(Что сделать):
**A)** Скопируйте дословно отрывок из текста о Михаиле Годлевском от слов «До войны Михаил» до слов «(ВСЕГЕИ — ЦНИГРИ).» включительно.
**B)** Напишите, что следует дальше в тексте о Михаиле Годлевском, начиная сразу после его последнего предложения.

(Исходный текст):
┄┄┄┄┄┄┄┄┄┄
Нина Икорникова-Годлевская: «…прибежал бригадир, привел в свою сторожку… показал записку с костями и черепом. В записке под страхом смерти приказывалось оградить Годлевского от работы на Каларгоне»
Свои воспоминания о муже Михаиле Николаевиче Годлевском его жена Нина Юрьевна Икорникова доверила Музею и общественному центру имени Андрея Сахарова. Они публикуются впервые.
Семья Годлевских происходит из древнего польского рыцарского рода герба Gozdawa. Михаил Николаевич Годлевский родился в Варшаве в 1902 году.
Внук польского повстанца 1863 года Виктора-Витольда Годлевского, сосланного при царизме в Сибирь и ставшего в ссылке исследователем глубоководной фауны Байкала, сын погибшего в дни революции военного инженера Николая Викторовича Годлевского, Михаил Николаевич рос и воспитывался в высокоинтеллектуальной среде. После смерти отца в Петербурге в 1917 году забота о матери и сестрах легла на плечи пятнадцатилетнего подростка. Он учился в реальном училище, которое окончил в 1919 году, и одновременно работал: зимой — грузчиком в порту, летом — в геологических и гидрографических экспедициях, исследовавших реки Сибири (Лена, Алдан, Ангара), сначала в качестве рабочего-реечника, затем — чертежником, техником. Окончив реальное училище, работал, а затем в 1922 году поступил на астрономическое отделение физико-математического факультета Ленинградского государственного университета. Учился в университете и работал то техником на железной дороге, то табельщиком, то воспитателем детдома. Со второго курса был отчислен за «социальное происхождение». В 1925 году поступил в Ленинградский горный институт и продолжал работать: был коллектором, производителем работ, преподавателем математики. Окончил институт в 1930 году.
До войны Михаил Николаевич был доцентом на кафедре минералогии Ленинградского горного института и заведовал минералогическим отделом Всероссийского геологического института (ВСЕГЕИ — ЦНИГРИ).
┄┄┄┄┄┄┄┄┄┄
(Содержимое набора данных):
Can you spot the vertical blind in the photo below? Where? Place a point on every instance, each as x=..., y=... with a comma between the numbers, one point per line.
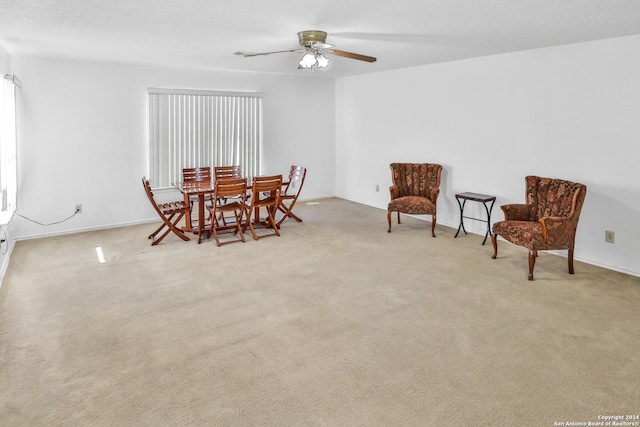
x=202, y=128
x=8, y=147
┄┄┄┄┄┄┄┄┄┄
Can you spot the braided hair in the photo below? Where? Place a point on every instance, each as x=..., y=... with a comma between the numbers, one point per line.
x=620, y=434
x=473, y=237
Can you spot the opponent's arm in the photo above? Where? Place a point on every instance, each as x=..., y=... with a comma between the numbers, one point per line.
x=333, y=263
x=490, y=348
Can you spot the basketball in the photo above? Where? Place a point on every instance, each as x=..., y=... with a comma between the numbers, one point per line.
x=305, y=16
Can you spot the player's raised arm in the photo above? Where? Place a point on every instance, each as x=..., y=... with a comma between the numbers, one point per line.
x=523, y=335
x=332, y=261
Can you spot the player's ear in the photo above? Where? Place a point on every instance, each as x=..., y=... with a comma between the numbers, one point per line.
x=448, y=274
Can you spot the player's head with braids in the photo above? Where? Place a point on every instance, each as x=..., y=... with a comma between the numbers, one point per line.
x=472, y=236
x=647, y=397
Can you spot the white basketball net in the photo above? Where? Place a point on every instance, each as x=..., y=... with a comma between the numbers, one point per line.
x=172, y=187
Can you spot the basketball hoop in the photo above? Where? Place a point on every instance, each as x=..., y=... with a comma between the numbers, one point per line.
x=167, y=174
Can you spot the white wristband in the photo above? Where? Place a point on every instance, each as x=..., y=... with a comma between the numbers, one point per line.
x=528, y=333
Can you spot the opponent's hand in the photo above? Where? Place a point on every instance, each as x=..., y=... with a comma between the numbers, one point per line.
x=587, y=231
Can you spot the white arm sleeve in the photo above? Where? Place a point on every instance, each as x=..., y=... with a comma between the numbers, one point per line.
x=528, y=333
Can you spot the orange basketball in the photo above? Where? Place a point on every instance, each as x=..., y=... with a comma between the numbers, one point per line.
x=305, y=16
┄┄┄┄┄┄┄┄┄┄
(Ожидаемые ответы):
**A)**
До войны Михаил Николаевич был доцентом на кафедре минералогии Ленинградского горного института и заведовал минералогическим отделом Всероссийского геологического института (ВСЕГЕИ — ЦНИГРИ).

**B)**
3 июля 1941 года он был мобилизован, воевал на Ленинградском фронте в чине майора, командовал артиллерийским расчетом. В результате одной из сильнейших атак немцев дивизия, в которой служил Михаил Николаевич Годлевский, была окружена и взята в плен. Он пробыл в Германии, в лагерях для военнопленных, до 1944 года, и, когда Советская Армия освободила пленных, его зачислили в 5-ю гвардейскую дивизию, во 2-й трофейный батальон. В это время в Германию приехал президент АН СССР Сергей Иванович Вавилов и назначил Годлевского комендантом Цейсовского завода в Йене.
Год он пробыл в этой должности, в это время его друг академик Сергей Сергеевич Смирнов усиленно добивался вызова Годлевского в Россию для работы по поискам стратегически важного минерального сырья. В те времена страна нуждалась во многих полезных ископаемых, необходимых для развития промышленности.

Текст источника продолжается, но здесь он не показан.